Copy the lines of the records from the line containing "Expected behaviour: a marker sits on the overcast" through the end of the records, keeping the pictures out of your answer.
─── ITEMS
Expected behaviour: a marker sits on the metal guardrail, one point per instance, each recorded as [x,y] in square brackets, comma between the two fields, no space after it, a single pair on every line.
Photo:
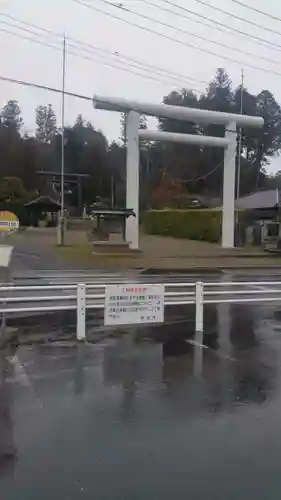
[80,297]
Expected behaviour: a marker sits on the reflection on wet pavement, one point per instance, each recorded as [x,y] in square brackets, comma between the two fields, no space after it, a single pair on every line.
[148,414]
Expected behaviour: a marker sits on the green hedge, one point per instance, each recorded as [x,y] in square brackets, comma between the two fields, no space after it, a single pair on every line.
[193,224]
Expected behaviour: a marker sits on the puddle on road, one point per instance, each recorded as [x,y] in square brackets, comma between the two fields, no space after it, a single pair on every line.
[148,409]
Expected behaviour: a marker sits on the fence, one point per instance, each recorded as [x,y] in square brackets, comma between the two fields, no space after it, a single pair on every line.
[82,297]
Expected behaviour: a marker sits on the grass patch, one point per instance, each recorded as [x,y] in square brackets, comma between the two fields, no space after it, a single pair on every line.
[83,254]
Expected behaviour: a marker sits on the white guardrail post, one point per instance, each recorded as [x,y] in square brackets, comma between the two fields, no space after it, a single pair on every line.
[199,320]
[81,312]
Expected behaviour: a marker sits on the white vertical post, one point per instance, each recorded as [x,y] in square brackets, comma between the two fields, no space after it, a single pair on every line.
[229,188]
[199,329]
[199,324]
[62,227]
[132,183]
[81,312]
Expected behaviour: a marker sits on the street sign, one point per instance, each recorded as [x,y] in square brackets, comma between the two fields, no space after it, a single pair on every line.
[8,222]
[133,304]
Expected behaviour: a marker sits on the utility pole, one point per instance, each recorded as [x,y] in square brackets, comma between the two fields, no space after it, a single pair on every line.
[240,140]
[62,221]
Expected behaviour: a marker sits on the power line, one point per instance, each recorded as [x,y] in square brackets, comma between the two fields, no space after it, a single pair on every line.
[96,48]
[179,41]
[243,19]
[43,87]
[112,64]
[271,16]
[244,52]
[221,27]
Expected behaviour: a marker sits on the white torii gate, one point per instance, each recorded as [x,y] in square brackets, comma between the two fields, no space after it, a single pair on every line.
[135,109]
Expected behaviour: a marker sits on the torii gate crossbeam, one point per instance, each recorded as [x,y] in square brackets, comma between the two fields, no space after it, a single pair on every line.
[134,109]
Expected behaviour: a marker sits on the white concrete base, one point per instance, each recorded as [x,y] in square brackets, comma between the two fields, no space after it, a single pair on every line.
[5,255]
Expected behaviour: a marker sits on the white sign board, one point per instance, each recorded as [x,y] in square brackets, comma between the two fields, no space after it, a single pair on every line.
[133,304]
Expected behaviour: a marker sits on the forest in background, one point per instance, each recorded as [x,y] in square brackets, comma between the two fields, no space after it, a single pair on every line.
[167,169]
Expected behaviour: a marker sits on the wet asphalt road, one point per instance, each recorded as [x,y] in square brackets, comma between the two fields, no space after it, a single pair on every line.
[147,414]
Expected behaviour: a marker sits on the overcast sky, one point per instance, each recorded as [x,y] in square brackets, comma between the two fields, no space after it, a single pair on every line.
[26,60]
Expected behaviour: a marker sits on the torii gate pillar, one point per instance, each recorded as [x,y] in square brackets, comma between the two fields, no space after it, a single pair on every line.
[132,178]
[228,212]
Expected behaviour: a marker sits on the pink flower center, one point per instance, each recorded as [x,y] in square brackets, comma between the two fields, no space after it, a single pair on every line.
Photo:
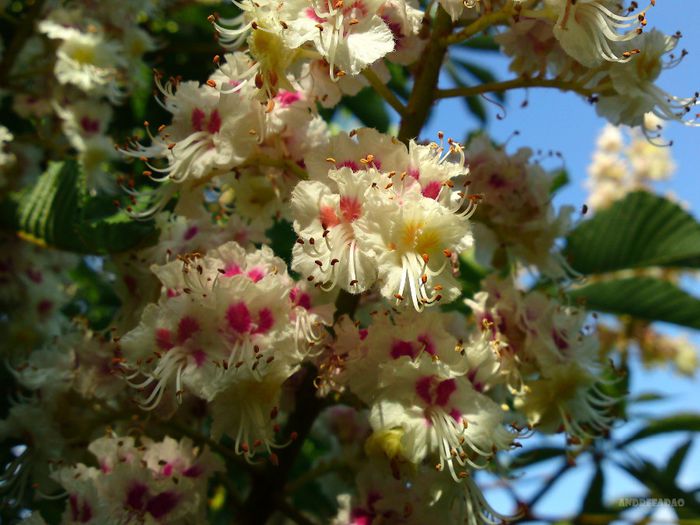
[434,392]
[187,327]
[299,298]
[240,320]
[348,164]
[350,208]
[238,317]
[431,190]
[287,98]
[328,217]
[200,121]
[190,233]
──────
OUTPUT OF THE EXERCISE:
Expected behaviour: a marker sits on the overcast sky, one point per instance, each recorded as [x,y] in square brackets, comma between the two fields, no space after it, a single pair on every line.
[26,60]
Expected behaviour: a marker sits on the torii gate pillar, one point per instance, each recorded as [x,y] in square brackets, comma between the two fields, no space after it, a single pair on every line.
[132,178]
[228,212]
Expected behaviour: a marker sits on the pink flower center, one point per instance, each recorded as [x,y] in square brackets, comma between the two fields, no space after it, a single pair on every line.
Photo:
[434,392]
[187,327]
[299,298]
[240,320]
[348,164]
[350,208]
[238,317]
[431,190]
[287,98]
[328,217]
[200,121]
[190,233]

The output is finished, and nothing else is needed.